**Exercise a:**
Return each line of the entries below that contains the word "hand".

**Passage:**
___

Created: 2021-09-13, Last compiled: 2022-06-07
How should we proceed with exploratory data analysis or EDA? For this session we’re going to be using a dataset that I made up. We will soon use real data, but for now I’m trying to make things simple.
EDA is one of the most important skills of a statistician. It is what I do whenever I open a new dataset. It requires careful thinking and analysis, and is not something that can be replaced by a machine (yet).
Throughout this post I use text from DVB and HS.
First, it’s good to have a title in your R code.
# Title: EDA Lecture
# Date: 9/12/2021
# Author: MCuellar
And to load the data.
# Set working directory as a string variable for use in other code chunks.
# This will depend on your local environment.
# setwd("~/Documents/Penn/Classes/Crim 250 - Statistics for the Social Sciences/Slides/3. Exploratory data analysis/")
# Load the data, which is a csv file
dat <- read.csv(file = 'simulated-crime.csv')
# Look at the first few rows of data)
head(dat)
## gender crime.type age number.of.convictions
## 1 female murder 18 1
## 2 male aggravated assault 21 1
## 3 female aggravated assault 45 3
## 4 male robbery 32 4
## 5 female burglary 20 2
## 6 male larceny-theft 150 1
## race
## 1 White
## 2 Black or African American
## 3 American Indian or Alaska Native
## 4 Asian
## 5 Native Hawaiian or Other Pacific Islander
## 6 White
Now we figure out what variables we have, and what their types are.
# What variables are there in dat?
names(dat)
## [1] "gender" "crime.type" "age"
## [4] "number.of.convictions" "race"
# Summarize them so I can see their types quickly.
summary(dat)
## gender crime.type age number.of.convictions
## Length:54 Length:54 Min. : 18.00 Min. :1.000
## Class :character Class :character 1st Qu.: 21.25 1st Qu.:1.000
## Mode :character Mode :character Median : 25.00 Median :2.000
## Mean : 49.87 Mean :1.981
## 3rd Qu.: 28.75 3rd Qu.:3.000
## Max. :999.00 Max. :4.000
## race
## Length:54
## Class :character
## Mode :character
##
##
##
We have five variables: gender, crime type, age, number of convictions, and race.
Let’s start exploring gender. Gender is a categorical variable, so it can be summarized with a table.
# Make a table of gender.
table(dat$gender)
##
## female male
## 16 38
Note that the code for that was putting the variable name inside the function parentheses. We can also use what’s called a piping operator, which can be simpler to use. For this we first install the package and call the library.
# Same as above, but with the piping operator
if (!require('dplyr')) install.packages('dplyr'); library('dplyr')

___

Box annotations for photos:
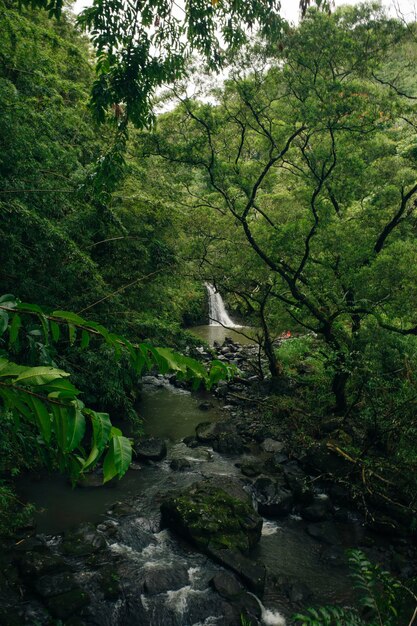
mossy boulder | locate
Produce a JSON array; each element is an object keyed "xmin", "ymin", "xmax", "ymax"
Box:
[
  {"xmin": 161, "ymin": 480, "xmax": 265, "ymax": 594},
  {"xmin": 161, "ymin": 483, "xmax": 262, "ymax": 552}
]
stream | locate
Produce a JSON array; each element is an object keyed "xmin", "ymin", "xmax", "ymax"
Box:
[{"xmin": 18, "ymin": 377, "xmax": 362, "ymax": 626}]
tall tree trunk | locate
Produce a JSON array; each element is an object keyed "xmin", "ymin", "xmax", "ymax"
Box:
[
  {"xmin": 332, "ymin": 371, "xmax": 349, "ymax": 415},
  {"xmin": 259, "ymin": 287, "xmax": 282, "ymax": 378}
]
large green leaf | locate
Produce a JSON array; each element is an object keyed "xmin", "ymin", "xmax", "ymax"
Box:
[
  {"xmin": 103, "ymin": 435, "xmax": 132, "ymax": 483},
  {"xmin": 9, "ymin": 314, "xmax": 22, "ymax": 346},
  {"xmin": 65, "ymin": 407, "xmax": 85, "ymax": 452},
  {"xmin": 0, "ymin": 310, "xmax": 9, "ymax": 337},
  {"xmin": 89, "ymin": 411, "xmax": 112, "ymax": 451},
  {"xmin": 30, "ymin": 396, "xmax": 52, "ymax": 443},
  {"xmin": 111, "ymin": 435, "xmax": 132, "ymax": 478},
  {"xmin": 14, "ymin": 366, "xmax": 69, "ymax": 386},
  {"xmin": 0, "ymin": 358, "xmax": 27, "ymax": 378}
]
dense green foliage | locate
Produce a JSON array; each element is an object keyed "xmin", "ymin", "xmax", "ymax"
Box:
[
  {"xmin": 293, "ymin": 550, "xmax": 417, "ymax": 626},
  {"xmin": 0, "ymin": 0, "xmax": 417, "ymax": 626},
  {"xmin": 0, "ymin": 3, "xmax": 234, "ymax": 498}
]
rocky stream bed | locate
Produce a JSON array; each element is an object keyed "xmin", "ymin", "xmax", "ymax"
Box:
[{"xmin": 0, "ymin": 341, "xmax": 416, "ymax": 626}]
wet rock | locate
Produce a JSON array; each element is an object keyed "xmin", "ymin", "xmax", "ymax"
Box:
[
  {"xmin": 62, "ymin": 523, "xmax": 106, "ymax": 556},
  {"xmin": 135, "ymin": 437, "xmax": 167, "ymax": 461},
  {"xmin": 303, "ymin": 445, "xmax": 354, "ymax": 477},
  {"xmin": 33, "ymin": 572, "xmax": 79, "ymax": 598},
  {"xmin": 283, "ymin": 461, "xmax": 314, "ymax": 505},
  {"xmin": 79, "ymin": 469, "xmax": 105, "ymax": 488},
  {"xmin": 210, "ymin": 572, "xmax": 243, "ymax": 600},
  {"xmin": 366, "ymin": 511, "xmax": 401, "ymax": 536},
  {"xmin": 195, "ymin": 422, "xmax": 219, "ymax": 443},
  {"xmin": 319, "ymin": 418, "xmax": 343, "ymax": 435},
  {"xmin": 253, "ymin": 476, "xmax": 294, "ymax": 517},
  {"xmin": 143, "ymin": 565, "xmax": 189, "ymax": 596},
  {"xmin": 196, "ymin": 420, "xmax": 244, "ymax": 454},
  {"xmin": 19, "ymin": 550, "xmax": 70, "ymax": 579},
  {"xmin": 240, "ymin": 461, "xmax": 262, "ymax": 478},
  {"xmin": 142, "ymin": 376, "xmax": 166, "ymax": 387},
  {"xmin": 13, "ymin": 535, "xmax": 48, "ymax": 552},
  {"xmin": 285, "ymin": 582, "xmax": 312, "ymax": 605},
  {"xmin": 213, "ymin": 433, "xmax": 245, "ymax": 454},
  {"xmin": 108, "ymin": 501, "xmax": 135, "ymax": 517},
  {"xmin": 182, "ymin": 435, "xmax": 200, "ymax": 448},
  {"xmin": 0, "ymin": 598, "xmax": 52, "ymax": 626},
  {"xmin": 261, "ymin": 439, "xmax": 285, "ymax": 452},
  {"xmin": 206, "ymin": 545, "xmax": 266, "ymax": 595},
  {"xmin": 306, "ymin": 522, "xmax": 340, "ymax": 545},
  {"xmin": 300, "ymin": 497, "xmax": 331, "ymax": 522},
  {"xmin": 320, "ymin": 546, "xmax": 347, "ymax": 568},
  {"xmin": 98, "ymin": 566, "xmax": 121, "ymax": 600},
  {"xmin": 265, "ymin": 452, "xmax": 288, "ymax": 474},
  {"xmin": 97, "ymin": 519, "xmax": 119, "ymax": 537},
  {"xmin": 198, "ymin": 402, "xmax": 214, "ymax": 411},
  {"xmin": 161, "ymin": 482, "xmax": 262, "ymax": 551},
  {"xmin": 47, "ymin": 589, "xmax": 90, "ymax": 620},
  {"xmin": 169, "ymin": 459, "xmax": 191, "ymax": 472}
]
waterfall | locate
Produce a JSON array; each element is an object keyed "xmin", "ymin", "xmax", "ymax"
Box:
[
  {"xmin": 205, "ymin": 283, "xmax": 240, "ymax": 328},
  {"xmin": 248, "ymin": 591, "xmax": 287, "ymax": 626}
]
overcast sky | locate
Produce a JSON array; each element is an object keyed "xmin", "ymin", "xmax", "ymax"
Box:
[{"xmin": 74, "ymin": 0, "xmax": 417, "ymax": 22}]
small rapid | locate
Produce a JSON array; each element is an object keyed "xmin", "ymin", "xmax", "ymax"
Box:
[
  {"xmin": 205, "ymin": 283, "xmax": 241, "ymax": 328},
  {"xmin": 17, "ymin": 378, "xmax": 358, "ymax": 626}
]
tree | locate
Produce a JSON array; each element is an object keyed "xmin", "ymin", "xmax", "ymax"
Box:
[{"xmin": 141, "ymin": 5, "xmax": 417, "ymax": 413}]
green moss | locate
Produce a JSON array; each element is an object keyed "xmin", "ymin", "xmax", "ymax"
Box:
[{"xmin": 162, "ymin": 484, "xmax": 262, "ymax": 552}]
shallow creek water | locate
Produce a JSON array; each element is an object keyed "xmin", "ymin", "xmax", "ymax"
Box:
[{"xmin": 19, "ymin": 381, "xmax": 360, "ymax": 626}]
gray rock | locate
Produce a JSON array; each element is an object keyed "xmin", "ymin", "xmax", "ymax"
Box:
[
  {"xmin": 169, "ymin": 459, "xmax": 191, "ymax": 472},
  {"xmin": 261, "ymin": 438, "xmax": 285, "ymax": 452},
  {"xmin": 33, "ymin": 572, "xmax": 79, "ymax": 598},
  {"xmin": 300, "ymin": 497, "xmax": 331, "ymax": 522},
  {"xmin": 143, "ymin": 566, "xmax": 189, "ymax": 596},
  {"xmin": 207, "ymin": 545, "xmax": 266, "ymax": 594},
  {"xmin": 306, "ymin": 522, "xmax": 340, "ymax": 546},
  {"xmin": 253, "ymin": 476, "xmax": 294, "ymax": 517},
  {"xmin": 210, "ymin": 572, "xmax": 243, "ymax": 600},
  {"xmin": 198, "ymin": 402, "xmax": 214, "ymax": 411},
  {"xmin": 240, "ymin": 461, "xmax": 262, "ymax": 478},
  {"xmin": 212, "ymin": 433, "xmax": 245, "ymax": 454},
  {"xmin": 62, "ymin": 523, "xmax": 107, "ymax": 556},
  {"xmin": 135, "ymin": 437, "xmax": 167, "ymax": 461},
  {"xmin": 47, "ymin": 589, "xmax": 90, "ymax": 620},
  {"xmin": 19, "ymin": 551, "xmax": 70, "ymax": 578}
]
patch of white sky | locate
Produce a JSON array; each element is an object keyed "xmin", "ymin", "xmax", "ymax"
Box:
[
  {"xmin": 73, "ymin": 0, "xmax": 417, "ymax": 22},
  {"xmin": 72, "ymin": 0, "xmax": 417, "ymax": 108}
]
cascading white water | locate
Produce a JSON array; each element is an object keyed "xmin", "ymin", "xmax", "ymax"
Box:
[{"xmin": 205, "ymin": 283, "xmax": 240, "ymax": 328}]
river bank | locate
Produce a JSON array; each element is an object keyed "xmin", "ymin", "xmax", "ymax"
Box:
[{"xmin": 0, "ymin": 334, "xmax": 415, "ymax": 626}]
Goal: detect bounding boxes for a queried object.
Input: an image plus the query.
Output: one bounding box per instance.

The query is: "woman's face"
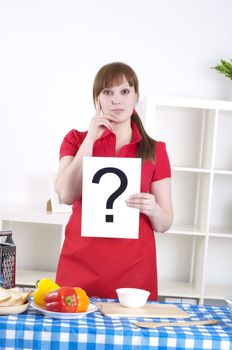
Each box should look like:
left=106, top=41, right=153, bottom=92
left=98, top=78, right=137, bottom=122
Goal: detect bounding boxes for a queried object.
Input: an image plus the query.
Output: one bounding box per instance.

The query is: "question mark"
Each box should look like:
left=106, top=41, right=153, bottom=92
left=92, top=167, right=128, bottom=222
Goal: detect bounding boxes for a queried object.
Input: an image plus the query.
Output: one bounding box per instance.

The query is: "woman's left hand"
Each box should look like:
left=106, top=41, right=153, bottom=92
left=126, top=192, right=159, bottom=217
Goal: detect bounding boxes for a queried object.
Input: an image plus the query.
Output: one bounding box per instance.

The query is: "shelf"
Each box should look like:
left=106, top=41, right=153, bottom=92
left=209, top=227, right=232, bottom=238
left=0, top=208, right=70, bottom=225
left=171, top=166, right=211, bottom=173
left=16, top=270, right=56, bottom=287
left=204, top=284, right=232, bottom=300
left=158, top=280, right=201, bottom=298
left=145, top=96, right=232, bottom=303
left=210, top=174, right=232, bottom=232
left=166, top=224, right=207, bottom=236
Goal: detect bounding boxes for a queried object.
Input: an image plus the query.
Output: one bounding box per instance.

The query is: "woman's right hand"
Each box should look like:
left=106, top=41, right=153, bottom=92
left=87, top=105, right=117, bottom=142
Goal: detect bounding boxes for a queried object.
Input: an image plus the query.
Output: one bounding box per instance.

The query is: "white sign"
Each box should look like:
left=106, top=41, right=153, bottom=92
left=81, top=157, right=141, bottom=239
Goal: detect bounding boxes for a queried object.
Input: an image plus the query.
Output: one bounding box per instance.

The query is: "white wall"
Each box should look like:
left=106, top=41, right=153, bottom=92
left=0, top=0, right=232, bottom=208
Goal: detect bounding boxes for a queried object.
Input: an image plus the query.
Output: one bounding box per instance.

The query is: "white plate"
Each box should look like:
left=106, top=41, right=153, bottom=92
left=0, top=303, right=29, bottom=315
left=30, top=301, right=97, bottom=320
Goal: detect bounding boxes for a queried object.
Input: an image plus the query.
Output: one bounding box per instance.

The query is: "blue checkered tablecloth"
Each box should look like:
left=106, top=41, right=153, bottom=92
left=0, top=300, right=232, bottom=350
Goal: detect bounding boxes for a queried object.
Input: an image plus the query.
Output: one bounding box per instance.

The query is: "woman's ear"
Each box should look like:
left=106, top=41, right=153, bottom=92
left=95, top=99, right=102, bottom=114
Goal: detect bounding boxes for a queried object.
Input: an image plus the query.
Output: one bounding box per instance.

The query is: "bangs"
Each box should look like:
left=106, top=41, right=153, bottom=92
left=93, top=62, right=138, bottom=103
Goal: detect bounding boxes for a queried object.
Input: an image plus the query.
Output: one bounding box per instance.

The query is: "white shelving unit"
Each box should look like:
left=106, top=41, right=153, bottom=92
left=0, top=209, right=70, bottom=286
left=145, top=97, right=232, bottom=303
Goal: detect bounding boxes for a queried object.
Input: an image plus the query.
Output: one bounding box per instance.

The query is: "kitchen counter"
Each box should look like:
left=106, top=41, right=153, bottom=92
left=0, top=300, right=232, bottom=350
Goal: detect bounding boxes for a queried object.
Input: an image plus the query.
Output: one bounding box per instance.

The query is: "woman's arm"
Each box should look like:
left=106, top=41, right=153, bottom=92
left=55, top=109, right=116, bottom=204
left=127, top=178, right=173, bottom=232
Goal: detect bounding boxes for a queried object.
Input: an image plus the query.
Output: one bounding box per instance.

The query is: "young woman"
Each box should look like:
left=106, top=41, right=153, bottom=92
left=55, top=62, right=173, bottom=300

___

**Exercise b:**
Extend the exploratory data analysis tutorial above, starting right after its last line.

**Expected output a:**
The query is: "woman's left hand"
The query is: "woman's right hand"

**Expected output b:**
# Note, the first time you need to install.packages("dplyr), then you can just call the library.
Then we can get a table, same as above, but using the piping operator. It can be read like this: take the data in dat$gender and make a table out of it.
dat$gender %>% table()
## .
## female male
## 16 38
We could also make a barchart or barplot of gender.
# Histogram of gender.
counts <- table(dat$gender)
barplot(counts, main="Gender Distribution", xlab="Gender", names=c("Female", "Male"))
A bar chart displays the distribution of a categorical variable, showing the counts for each category next to each other for easy comparison. Bar charts should have small spaces between the bars to indicate that these are freestanding bars that could be rearranged into any order.
Pie charts are just like bar charts, but put in a circle. They are overused, and they often do not make it easier to understand what is going on with the data.
See Edward Tufte’s post about pie charts: https://www.edwardtufte.com/bboard/q-and-a-fetch-msg?msg_id=00018S
# Histogram of gender.
counts <- table(dat$gender)
pie(counts, labels=c("Female", "Male"), main="Gender Distribution")
What about crime type?
dat$crime.type %>% table()
## .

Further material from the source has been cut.